Воспоминания и впечатления - Страница 106


К оглавлению

106

Мы очень быстро сговорились, и со дня этого первого свидания я всегда поддерживал все просьбы, с которыми Бехтерев ко мне обращался. Они очень редко носили сколько-нибудь личный характер и относились главным образом либо к его учебному заведению, либо к возникшему позднее на той же почве Институту мозга.

К Советской власти Бехтерев сразу отнесся с той же степенностью и спокойствием. Кое-кто побаивался сразу вступить обеими ногами на еще колеблющуюся почву новой государственности. Бехтерев был прозорливым и, приехавши ко мне, с первых же слов сказал: «Считая, что Россия надолго, а может быть, и навсегда получает новый облик, хочу в этой новой России обеспечить продолжение развития той области, которой я отдал свою жизнь». Область, которой Бехтерев отдал свою жизнь, — это как раз работа над мозгом. Бехтерев всегда ставил вопросы сознания и поведения человека под углом зрения психо-физиологическим, т. е. рассматривал их как результаты функционирования материального мозга.

Как общественный деятель, Бехтерев проявил огромную инициативу. Он ни на одну минуту не казался стариком и, понимая, какую практическую роль может сыграть знание головного мозга и нервной системы со всеми их рефлексами, относился чрезвычайно сочувственно к работам профессора Павлова. Он старался их развернуть, применить их как можно скорее к человеку и как можно скорее проложить пути к практике, прежде всего в смысле обследования природных наклонностей данной личности и ее способностей. Практическая психофизиология, как метод, дающий возможность точно установить тип данного лица и помочь ему занять соответственное место в обществе, казалась Бехтереву необычайно важной в нашем строительстве отраслью.

Буквально не проходило недели, чтобы в плодовитом мозгу Владимира Михайловича не зародилась та или другая новая мысль теоретического или практического характера.

Бехтерев был очень стар — ему было за 70 лет, но этого совершенно нельзя было заметить. Юбилей свой он встретил бодрым и в психическом отношении юношески свежим человеком.

Мы глубоко сожалеем о потере такого сотрудника в деле социалистического строительства.

<1927>.

Анри Барбюс

Из личных воспоминаний
I

Это было в Москве. После нашей победы. Ленин был уже председателем Совнаркома. Я был у него по какому-то делу. Покончив с делом, Ленин сказал мне: «Анатолий Васильевич, я еще раз перечитал «Огонь» Барбюса. Говорят, он написал новый роман «Свет». Я просил достать его мне. Как вы думаете, очень много потеряет «Огонь» в русском переводе?».

■ **ЧТО НУЖНО СДЕЛАТЬ**
a) К работам какого профессора Бехтерев, согласно отрывку, относился чрезвычайно сочувственно?
b) Выпишите из отрывка дословно фрагмент, начиная со слов «К оглавлению» и заканчивая словами «почве Институту мозга.» включительно.
Записи для работы не понадобятся.

■ **ЗАПИСАННЫЕ СВЕДЕНИЯ**
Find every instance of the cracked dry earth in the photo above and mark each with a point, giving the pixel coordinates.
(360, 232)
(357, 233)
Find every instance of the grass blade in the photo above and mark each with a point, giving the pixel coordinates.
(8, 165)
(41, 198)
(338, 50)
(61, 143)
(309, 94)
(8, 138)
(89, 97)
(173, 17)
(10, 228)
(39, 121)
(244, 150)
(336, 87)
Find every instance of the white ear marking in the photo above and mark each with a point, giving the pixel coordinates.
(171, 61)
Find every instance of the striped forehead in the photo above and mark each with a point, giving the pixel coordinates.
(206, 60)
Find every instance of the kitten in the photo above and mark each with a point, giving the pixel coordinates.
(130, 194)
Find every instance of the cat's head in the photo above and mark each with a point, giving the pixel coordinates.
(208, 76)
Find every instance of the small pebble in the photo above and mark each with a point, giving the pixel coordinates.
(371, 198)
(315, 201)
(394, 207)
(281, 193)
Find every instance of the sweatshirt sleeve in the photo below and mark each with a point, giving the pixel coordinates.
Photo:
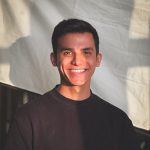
(129, 138)
(20, 133)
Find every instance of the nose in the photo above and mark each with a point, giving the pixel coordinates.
(78, 59)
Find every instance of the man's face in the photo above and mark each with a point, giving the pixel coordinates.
(76, 58)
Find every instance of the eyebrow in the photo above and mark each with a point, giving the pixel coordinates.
(88, 48)
(66, 48)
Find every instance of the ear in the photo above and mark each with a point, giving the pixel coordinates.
(53, 59)
(98, 59)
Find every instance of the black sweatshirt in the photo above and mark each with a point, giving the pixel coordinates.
(53, 122)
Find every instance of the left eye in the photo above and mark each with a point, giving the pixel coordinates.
(87, 52)
(67, 53)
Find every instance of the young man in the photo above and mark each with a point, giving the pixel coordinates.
(71, 117)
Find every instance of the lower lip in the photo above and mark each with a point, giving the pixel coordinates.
(78, 73)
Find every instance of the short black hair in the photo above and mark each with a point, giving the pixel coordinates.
(73, 26)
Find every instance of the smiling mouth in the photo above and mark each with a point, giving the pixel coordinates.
(78, 70)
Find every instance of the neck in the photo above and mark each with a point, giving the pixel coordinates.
(76, 93)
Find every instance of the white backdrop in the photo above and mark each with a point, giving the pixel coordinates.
(124, 29)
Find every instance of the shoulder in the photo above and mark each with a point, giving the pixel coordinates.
(36, 106)
(110, 111)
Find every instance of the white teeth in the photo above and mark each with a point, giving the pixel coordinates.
(77, 70)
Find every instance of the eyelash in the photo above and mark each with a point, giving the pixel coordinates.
(67, 52)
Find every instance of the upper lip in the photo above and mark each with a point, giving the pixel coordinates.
(78, 70)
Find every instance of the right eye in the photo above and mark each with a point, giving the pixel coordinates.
(67, 53)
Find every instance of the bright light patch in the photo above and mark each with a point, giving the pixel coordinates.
(14, 21)
(138, 95)
(140, 20)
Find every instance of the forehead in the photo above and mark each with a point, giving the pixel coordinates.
(76, 39)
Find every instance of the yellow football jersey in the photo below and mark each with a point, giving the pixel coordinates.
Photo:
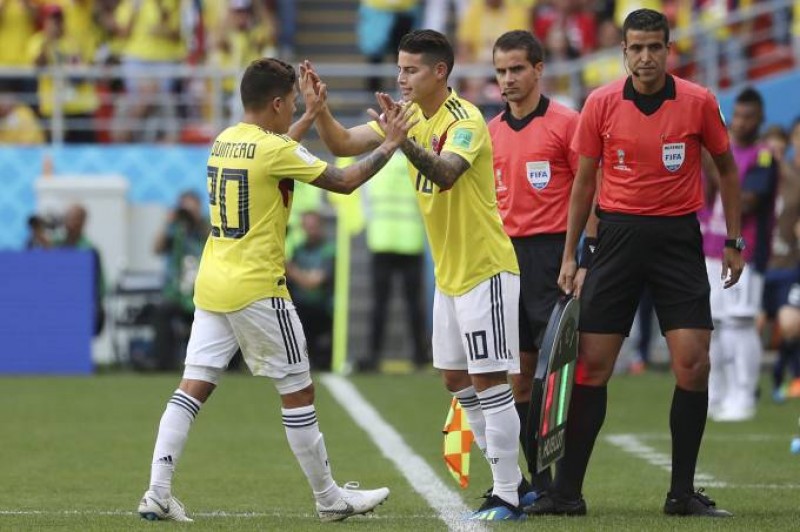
(464, 228)
(250, 178)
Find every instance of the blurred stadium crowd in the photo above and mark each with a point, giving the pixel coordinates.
(88, 71)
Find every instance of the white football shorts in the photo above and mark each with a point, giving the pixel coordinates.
(478, 331)
(268, 331)
(742, 300)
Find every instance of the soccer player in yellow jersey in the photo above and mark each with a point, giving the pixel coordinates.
(240, 293)
(475, 309)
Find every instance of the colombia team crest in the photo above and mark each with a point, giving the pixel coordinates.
(672, 155)
(538, 173)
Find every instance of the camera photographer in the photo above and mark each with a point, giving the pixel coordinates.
(181, 243)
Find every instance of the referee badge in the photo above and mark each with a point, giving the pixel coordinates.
(538, 173)
(672, 155)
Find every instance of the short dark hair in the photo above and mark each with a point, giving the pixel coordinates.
(646, 20)
(265, 79)
(521, 40)
(434, 47)
(750, 96)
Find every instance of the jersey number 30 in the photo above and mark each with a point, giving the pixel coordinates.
(228, 196)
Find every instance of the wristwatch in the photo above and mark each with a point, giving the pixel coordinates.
(736, 243)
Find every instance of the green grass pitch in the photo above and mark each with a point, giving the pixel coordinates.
(75, 455)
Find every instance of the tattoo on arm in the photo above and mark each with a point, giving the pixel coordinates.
(443, 169)
(348, 179)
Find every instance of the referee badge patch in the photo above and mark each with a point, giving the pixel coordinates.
(538, 173)
(672, 155)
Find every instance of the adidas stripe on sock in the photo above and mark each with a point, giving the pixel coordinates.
(472, 409)
(502, 446)
(180, 413)
(308, 446)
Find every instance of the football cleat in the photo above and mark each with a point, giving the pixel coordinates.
(527, 495)
(550, 504)
(353, 501)
(694, 504)
(496, 509)
(154, 508)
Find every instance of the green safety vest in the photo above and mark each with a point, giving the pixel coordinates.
(394, 224)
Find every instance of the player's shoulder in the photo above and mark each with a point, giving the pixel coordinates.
(559, 111)
(607, 92)
(691, 90)
(462, 109)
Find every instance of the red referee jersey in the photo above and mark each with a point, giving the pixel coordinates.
(534, 167)
(651, 164)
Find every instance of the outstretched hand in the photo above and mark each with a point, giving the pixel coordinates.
(313, 90)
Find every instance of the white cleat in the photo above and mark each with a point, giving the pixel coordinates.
(352, 502)
(154, 508)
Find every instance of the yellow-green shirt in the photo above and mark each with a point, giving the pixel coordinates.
(21, 126)
(464, 228)
(16, 29)
(78, 96)
(481, 25)
(250, 178)
(141, 43)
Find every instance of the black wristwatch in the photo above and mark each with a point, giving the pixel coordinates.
(736, 243)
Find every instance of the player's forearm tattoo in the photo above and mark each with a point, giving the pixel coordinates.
(443, 170)
(348, 179)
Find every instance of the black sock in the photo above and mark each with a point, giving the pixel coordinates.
(587, 411)
(687, 421)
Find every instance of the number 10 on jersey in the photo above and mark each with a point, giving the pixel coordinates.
(228, 197)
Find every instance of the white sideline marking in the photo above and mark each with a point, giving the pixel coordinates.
(632, 443)
(123, 513)
(441, 497)
(750, 438)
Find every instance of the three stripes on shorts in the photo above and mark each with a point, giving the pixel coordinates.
(186, 402)
(293, 354)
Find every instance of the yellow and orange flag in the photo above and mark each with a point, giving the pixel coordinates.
(457, 443)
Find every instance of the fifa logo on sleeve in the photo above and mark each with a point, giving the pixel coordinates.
(672, 155)
(500, 186)
(621, 161)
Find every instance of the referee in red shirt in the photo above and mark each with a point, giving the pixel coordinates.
(534, 168)
(648, 130)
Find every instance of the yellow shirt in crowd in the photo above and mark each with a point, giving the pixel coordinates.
(142, 44)
(16, 29)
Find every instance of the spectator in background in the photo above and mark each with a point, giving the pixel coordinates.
(736, 349)
(437, 13)
(785, 262)
(181, 243)
(286, 11)
(381, 25)
(74, 238)
(483, 22)
(607, 65)
(54, 47)
(18, 123)
(396, 239)
(37, 236)
(558, 51)
(310, 276)
(577, 24)
(17, 26)
(153, 44)
(246, 33)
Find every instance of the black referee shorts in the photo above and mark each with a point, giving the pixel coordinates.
(539, 259)
(661, 252)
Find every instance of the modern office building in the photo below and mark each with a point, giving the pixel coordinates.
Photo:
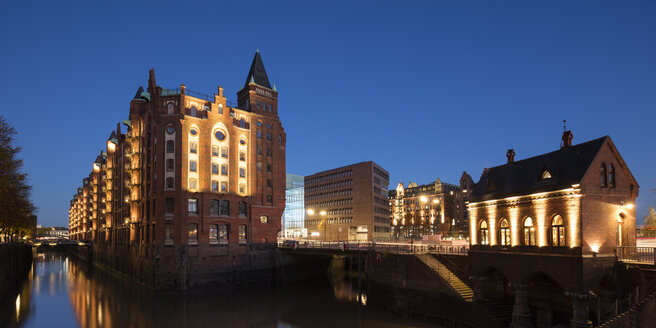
(423, 210)
(187, 169)
(348, 203)
(293, 219)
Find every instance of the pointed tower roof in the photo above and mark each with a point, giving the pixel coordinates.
(257, 73)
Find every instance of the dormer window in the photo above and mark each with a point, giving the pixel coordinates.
(545, 175)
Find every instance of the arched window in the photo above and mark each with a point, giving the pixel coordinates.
(483, 234)
(529, 232)
(192, 234)
(504, 233)
(557, 231)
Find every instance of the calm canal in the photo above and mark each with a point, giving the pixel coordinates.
(62, 292)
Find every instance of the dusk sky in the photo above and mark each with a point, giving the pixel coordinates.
(425, 89)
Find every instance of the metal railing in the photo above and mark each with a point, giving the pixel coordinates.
(395, 248)
(632, 254)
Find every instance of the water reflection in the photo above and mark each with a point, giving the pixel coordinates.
(62, 292)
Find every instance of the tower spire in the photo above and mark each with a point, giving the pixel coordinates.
(257, 73)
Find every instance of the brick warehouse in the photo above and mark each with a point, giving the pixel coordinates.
(546, 231)
(189, 186)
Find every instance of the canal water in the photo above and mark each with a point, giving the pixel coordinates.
(63, 292)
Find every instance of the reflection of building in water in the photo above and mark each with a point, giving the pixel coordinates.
(294, 215)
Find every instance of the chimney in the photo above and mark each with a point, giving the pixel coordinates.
(566, 140)
(510, 155)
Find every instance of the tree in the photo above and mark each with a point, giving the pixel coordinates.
(16, 209)
(649, 229)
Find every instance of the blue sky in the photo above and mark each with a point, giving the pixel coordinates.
(426, 89)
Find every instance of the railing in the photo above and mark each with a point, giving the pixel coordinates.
(632, 254)
(396, 248)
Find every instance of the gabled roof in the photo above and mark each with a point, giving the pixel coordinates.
(257, 73)
(567, 166)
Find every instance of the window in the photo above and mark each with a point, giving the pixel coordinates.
(168, 234)
(224, 207)
(192, 234)
(223, 234)
(504, 233)
(557, 232)
(483, 234)
(214, 234)
(168, 206)
(192, 205)
(242, 234)
(243, 208)
(529, 232)
(214, 207)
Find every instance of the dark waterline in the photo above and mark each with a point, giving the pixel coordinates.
(63, 292)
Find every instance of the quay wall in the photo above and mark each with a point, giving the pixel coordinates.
(15, 262)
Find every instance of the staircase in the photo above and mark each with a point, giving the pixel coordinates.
(448, 277)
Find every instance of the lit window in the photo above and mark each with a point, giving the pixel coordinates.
(557, 232)
(529, 232)
(192, 205)
(192, 234)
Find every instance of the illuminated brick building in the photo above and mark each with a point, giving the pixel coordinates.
(348, 203)
(188, 169)
(545, 231)
(420, 210)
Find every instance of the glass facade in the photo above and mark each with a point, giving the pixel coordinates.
(294, 216)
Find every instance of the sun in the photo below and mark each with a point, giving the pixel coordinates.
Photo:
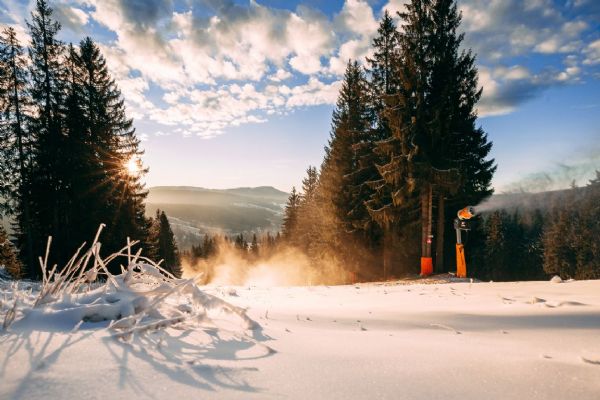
(133, 166)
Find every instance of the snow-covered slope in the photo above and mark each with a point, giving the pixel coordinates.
(522, 340)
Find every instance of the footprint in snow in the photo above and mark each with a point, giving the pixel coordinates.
(446, 327)
(536, 300)
(590, 361)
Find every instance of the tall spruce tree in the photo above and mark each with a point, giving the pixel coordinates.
(48, 197)
(454, 142)
(15, 142)
(8, 256)
(290, 217)
(442, 153)
(381, 68)
(166, 245)
(307, 232)
(340, 196)
(114, 154)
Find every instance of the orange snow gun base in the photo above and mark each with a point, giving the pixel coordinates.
(461, 224)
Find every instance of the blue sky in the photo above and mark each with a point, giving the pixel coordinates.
(240, 93)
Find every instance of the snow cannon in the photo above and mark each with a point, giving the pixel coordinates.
(466, 213)
(461, 223)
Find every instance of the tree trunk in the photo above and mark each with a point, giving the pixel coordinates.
(439, 241)
(426, 221)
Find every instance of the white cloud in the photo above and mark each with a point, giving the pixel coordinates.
(592, 53)
(227, 65)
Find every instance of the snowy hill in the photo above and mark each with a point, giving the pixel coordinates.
(520, 340)
(195, 211)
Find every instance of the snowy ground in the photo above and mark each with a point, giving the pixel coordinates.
(522, 340)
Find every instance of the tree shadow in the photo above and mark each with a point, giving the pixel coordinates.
(191, 357)
(41, 351)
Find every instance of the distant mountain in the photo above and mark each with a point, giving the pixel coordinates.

■ **ОТВЕТЫ К ЗАДАНИЯМ**
a) К работам профессора Павлова.

b)
К оглавлению

106

Мы очень быстро сговорились, и со дня этого первого свидания я всегда поддерживал все просьбы, с которыми Бехтерев ко мне обращался. Они очень редко носили сколько-нибудь личный характер и относились главным образом либо к его учебному заведению, либо к возникшему позднее на той же почве Институту мозга.